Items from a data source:

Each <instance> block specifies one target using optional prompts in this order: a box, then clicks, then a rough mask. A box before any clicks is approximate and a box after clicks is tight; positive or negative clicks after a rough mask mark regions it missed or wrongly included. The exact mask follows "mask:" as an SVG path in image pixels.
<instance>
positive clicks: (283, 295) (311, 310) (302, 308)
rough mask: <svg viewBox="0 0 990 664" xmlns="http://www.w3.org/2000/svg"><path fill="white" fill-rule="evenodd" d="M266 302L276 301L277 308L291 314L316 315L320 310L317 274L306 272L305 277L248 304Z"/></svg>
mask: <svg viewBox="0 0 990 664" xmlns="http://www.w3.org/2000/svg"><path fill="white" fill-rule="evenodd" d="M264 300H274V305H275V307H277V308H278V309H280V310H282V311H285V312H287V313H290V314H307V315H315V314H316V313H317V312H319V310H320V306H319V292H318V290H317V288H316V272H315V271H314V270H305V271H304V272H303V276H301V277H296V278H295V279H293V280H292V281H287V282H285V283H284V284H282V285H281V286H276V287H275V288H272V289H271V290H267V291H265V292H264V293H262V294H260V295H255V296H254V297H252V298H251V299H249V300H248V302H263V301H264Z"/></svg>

▶ ACTION ITEM:
Return, in full, every line of these entries that holds "positive".

▶ SOLUTION BELOW:
Each <instance> block specifies one target using optional prompts in this order: a box, then clicks, then a rough mask. A box before any clicks is approximate and a box after clicks is tight; positive or negative clicks after a rough mask mark regions it missed or wrongly included. The exact mask follows "mask:" as an SVG path in image pixels.
positive clicks: (283, 295) (311, 310) (302, 308)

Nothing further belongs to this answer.